DESCRIPTION OF THE TASK: Return each of the following entries word for word, altering nothing.

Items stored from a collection
----------------
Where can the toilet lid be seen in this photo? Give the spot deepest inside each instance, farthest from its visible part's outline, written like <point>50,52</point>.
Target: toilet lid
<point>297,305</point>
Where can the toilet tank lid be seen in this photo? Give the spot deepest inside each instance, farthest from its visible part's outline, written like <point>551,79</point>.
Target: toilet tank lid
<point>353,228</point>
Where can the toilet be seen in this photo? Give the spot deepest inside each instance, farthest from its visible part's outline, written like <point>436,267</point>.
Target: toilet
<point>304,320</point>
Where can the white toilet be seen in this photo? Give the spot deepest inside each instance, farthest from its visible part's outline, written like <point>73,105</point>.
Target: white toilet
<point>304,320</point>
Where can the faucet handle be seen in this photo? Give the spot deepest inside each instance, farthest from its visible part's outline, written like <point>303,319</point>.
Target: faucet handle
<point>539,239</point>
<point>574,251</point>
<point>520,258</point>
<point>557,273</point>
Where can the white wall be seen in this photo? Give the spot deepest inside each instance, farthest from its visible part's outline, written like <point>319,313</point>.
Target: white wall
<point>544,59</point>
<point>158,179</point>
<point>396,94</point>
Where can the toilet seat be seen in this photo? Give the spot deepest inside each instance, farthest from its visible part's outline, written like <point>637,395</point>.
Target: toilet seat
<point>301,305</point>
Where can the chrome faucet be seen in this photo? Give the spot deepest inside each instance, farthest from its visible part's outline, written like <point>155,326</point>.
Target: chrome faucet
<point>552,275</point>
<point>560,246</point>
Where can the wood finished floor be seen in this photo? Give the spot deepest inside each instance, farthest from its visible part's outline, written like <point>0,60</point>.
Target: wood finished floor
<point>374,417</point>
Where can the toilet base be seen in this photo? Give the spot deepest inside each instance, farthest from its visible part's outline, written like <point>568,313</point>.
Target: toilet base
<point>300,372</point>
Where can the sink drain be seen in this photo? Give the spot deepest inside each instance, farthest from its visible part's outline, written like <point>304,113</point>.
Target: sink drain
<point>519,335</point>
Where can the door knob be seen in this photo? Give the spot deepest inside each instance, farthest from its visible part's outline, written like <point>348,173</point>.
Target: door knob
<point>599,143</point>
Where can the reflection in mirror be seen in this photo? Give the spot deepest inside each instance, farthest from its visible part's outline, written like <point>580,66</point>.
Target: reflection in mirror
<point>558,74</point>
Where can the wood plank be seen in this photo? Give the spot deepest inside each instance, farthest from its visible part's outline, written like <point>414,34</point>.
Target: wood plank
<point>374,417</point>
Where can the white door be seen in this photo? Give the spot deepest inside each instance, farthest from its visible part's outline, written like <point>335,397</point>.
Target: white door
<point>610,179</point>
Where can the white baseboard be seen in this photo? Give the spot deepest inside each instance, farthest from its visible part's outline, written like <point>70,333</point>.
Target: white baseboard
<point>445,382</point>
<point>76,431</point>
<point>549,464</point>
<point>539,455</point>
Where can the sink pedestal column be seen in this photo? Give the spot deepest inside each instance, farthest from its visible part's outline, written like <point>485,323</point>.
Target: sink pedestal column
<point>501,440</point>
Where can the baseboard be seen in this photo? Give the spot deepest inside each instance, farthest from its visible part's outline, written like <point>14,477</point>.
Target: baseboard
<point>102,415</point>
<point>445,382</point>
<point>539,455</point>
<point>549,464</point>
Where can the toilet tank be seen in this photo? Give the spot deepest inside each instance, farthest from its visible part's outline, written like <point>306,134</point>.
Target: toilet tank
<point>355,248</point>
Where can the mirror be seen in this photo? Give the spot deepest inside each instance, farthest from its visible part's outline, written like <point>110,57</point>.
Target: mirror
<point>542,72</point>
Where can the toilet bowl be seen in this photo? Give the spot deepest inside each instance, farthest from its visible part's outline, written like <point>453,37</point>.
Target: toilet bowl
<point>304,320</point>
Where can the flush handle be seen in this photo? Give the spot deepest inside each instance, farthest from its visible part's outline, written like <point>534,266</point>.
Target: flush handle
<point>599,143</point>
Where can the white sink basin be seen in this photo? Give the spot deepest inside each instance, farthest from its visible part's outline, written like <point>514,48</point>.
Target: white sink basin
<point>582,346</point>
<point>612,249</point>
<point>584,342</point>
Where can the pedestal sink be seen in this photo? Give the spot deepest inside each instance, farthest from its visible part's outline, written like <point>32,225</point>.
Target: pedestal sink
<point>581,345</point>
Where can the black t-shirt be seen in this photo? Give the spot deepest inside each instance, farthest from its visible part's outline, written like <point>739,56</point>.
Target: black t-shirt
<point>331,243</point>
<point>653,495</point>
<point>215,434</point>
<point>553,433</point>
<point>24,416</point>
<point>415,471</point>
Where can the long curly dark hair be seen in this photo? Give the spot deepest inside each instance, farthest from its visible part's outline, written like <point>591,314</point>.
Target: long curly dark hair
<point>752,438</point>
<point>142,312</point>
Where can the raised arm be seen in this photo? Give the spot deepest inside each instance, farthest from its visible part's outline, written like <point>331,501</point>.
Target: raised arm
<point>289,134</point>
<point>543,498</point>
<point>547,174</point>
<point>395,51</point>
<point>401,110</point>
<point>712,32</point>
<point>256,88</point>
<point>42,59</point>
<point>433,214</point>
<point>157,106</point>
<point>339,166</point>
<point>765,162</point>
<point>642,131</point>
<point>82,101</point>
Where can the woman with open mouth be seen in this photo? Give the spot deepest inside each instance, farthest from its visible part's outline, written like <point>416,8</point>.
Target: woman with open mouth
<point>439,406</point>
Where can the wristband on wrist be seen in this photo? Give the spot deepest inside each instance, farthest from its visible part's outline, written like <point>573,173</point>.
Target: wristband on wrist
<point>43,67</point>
----------------
CORRECT ANSWER:
Where can the toilet lid be seen in this photo? Give the spot deepest inside each instance, farthest from its visible part's outline, written like <point>50,52</point>.
Target: toilet lid
<point>297,305</point>
Where can the toilet tank lid be seen in this photo? Give the spot deepest inside each instance, farthest from its visible part's outline, written like <point>551,79</point>.
Target: toilet tank lid
<point>353,228</point>
Where can the toilet be seen in this photo? Give the spot deepest inside each instance, farthest from its visible part's outline, written like <point>436,267</point>.
Target: toilet
<point>304,320</point>
Where can the white toilet be seen in this photo? Give the spot deepest inside each instance, farthest from its visible part's outline, written like <point>73,105</point>.
Target: white toilet
<point>304,320</point>
Where can the faucet handle be seen in this photo? Give the spot deepest inside each instance, farthest from its visible part's outline, written like <point>303,319</point>.
Target: faucet handle
<point>539,239</point>
<point>574,251</point>
<point>520,258</point>
<point>557,273</point>
Where can the white wall be seen in this photo? Give the spot deepest inside each instance, farthest from its visible part's outline, written like <point>319,313</point>.
Target: white wall
<point>544,59</point>
<point>158,179</point>
<point>396,94</point>
Where can the toilet seat be seen in this photo? Give the spot deepest inside each instance, farthest from its visible part's outline, written like <point>637,395</point>.
Target: toilet seat
<point>301,305</point>
Where can the chrome faucet be seen in this photo? Give the spot deepest inside each instance, farthest from its visible part's outline, written like <point>155,326</point>.
Target: chrome faucet
<point>552,275</point>
<point>560,246</point>
Where can the wood finished floor be seen in this photo? Give the spot deepest inside each instance, farthest from its visible part's outline, written like <point>0,60</point>.
Target: wood finished floor
<point>374,417</point>
Where can the toilet base be seen in this photo? Give the spot deepest inside each instance, farthest from its visible part's outline, written like <point>568,313</point>.
Target: toilet base
<point>300,372</point>
Where can the sink drain be seen in this photo? Give the spot deepest inside each instance, farthest from its visible part's outline, written like <point>304,113</point>.
Target: sink drain
<point>519,335</point>
Where can the door knob be seen in this photo? Give the spot deepest inside each instance, farthest from its visible part's outline, written like <point>348,173</point>.
Target: door knob
<point>599,143</point>
Where can the reflection in mirror be seen in this photo? Give the spot deepest inside each instance, farthest from its visible part's outline, written like <point>580,66</point>.
Target: reflection in mirror
<point>558,74</point>
Where can the wood plank be seen in this photo? Give the spot deepest inside each instance, farthest from its visible part's outline, written like <point>414,34</point>.
Target: wood plank
<point>374,417</point>
Where can the white door be seen in this photo? Give the spot deepest inside each instance, farthest from its visible part's outline, written like <point>335,397</point>.
Target: white door
<point>610,179</point>
Where can the white baseboard be seen in this photo? Give the spot deepest inside each instance, farthest from its visible part's outline, written like <point>70,333</point>.
Target: white baseboard
<point>445,382</point>
<point>76,431</point>
<point>549,464</point>
<point>539,455</point>
Where can the sink pedestal column be seen in this photo? Give the spot deepest inside each instance, farthest from its visible part's outline, written like <point>485,323</point>.
Target: sink pedestal column
<point>501,440</point>
Where can the baseboard be seen in this photo? Give the spot deepest inside each instance, farthest from its visible part's outline, written like <point>14,477</point>.
Target: baseboard
<point>102,415</point>
<point>445,382</point>
<point>539,455</point>
<point>549,464</point>
Where can the toilet tank be seen in this photo? Give the spot deepest inside each instance, farthest from its visible part's outline, written like <point>306,134</point>.
Target: toilet tank
<point>355,248</point>
Where can the mirror be seen in this photo? Give the spot deepest inside each instance, farthest from its visible part's outline, written like <point>110,57</point>.
Target: mirror
<point>542,72</point>
Where can the toilet bowl be seen in this photo? Give the spot deepest inside each instance, farthest from its visible part's outline, written like <point>453,37</point>.
Target: toilet bowl
<point>304,320</point>
Where can the flush handle be seen in this photo? Give the spot deepest inside each instance, farthest from its visible part's outline, written like <point>534,266</point>.
Target: flush handle
<point>599,143</point>
Where can the white sink basin be seen in this photo? Give the spot deepest inside each instance, farthest from its visible part's outline, written like <point>514,48</point>.
Target: white sink basin
<point>582,346</point>
<point>612,249</point>
<point>584,342</point>
Where can the pedestal sink be seen in this photo? Give the spot deepest inside each instance, farthest from its visible part's outline, written like <point>32,225</point>.
Target: pedestal sink
<point>581,345</point>
Where can the black t-shirt be seen in this photo? Give the spot deepest inside each instance, farthest from its visible part's outline, written like <point>739,56</point>.
Target: black t-shirt
<point>331,243</point>
<point>653,495</point>
<point>215,434</point>
<point>553,433</point>
<point>24,416</point>
<point>415,471</point>
Where can the long curly dark hair be seen in this photo? Give the spot deepest inside each instance, farthest from its visible part's outline, written like <point>591,314</point>.
Target: long curly dark hair
<point>752,438</point>
<point>142,312</point>
Where can the raised arm be seen in this photo? Give the spot deepest inside each instance, farthest from its visible part's outline, written like <point>331,501</point>.
Target: raised arm
<point>289,134</point>
<point>543,498</point>
<point>547,174</point>
<point>395,51</point>
<point>401,110</point>
<point>712,32</point>
<point>256,88</point>
<point>42,59</point>
<point>433,214</point>
<point>157,106</point>
<point>339,166</point>
<point>765,162</point>
<point>642,131</point>
<point>82,101</point>
Where can the woman with open mouth be seen in this photo? Give the spot deepest inside each instance, farthest from its visible part's outline, written like <point>416,8</point>.
Target: woman with open mouth
<point>439,406</point>
Where can the wristband on wrist be seen in this photo? Give the spot deepest inside each instance, farthest from its visible part's outline, written like <point>573,173</point>.
Target: wristband on wrist
<point>43,67</point>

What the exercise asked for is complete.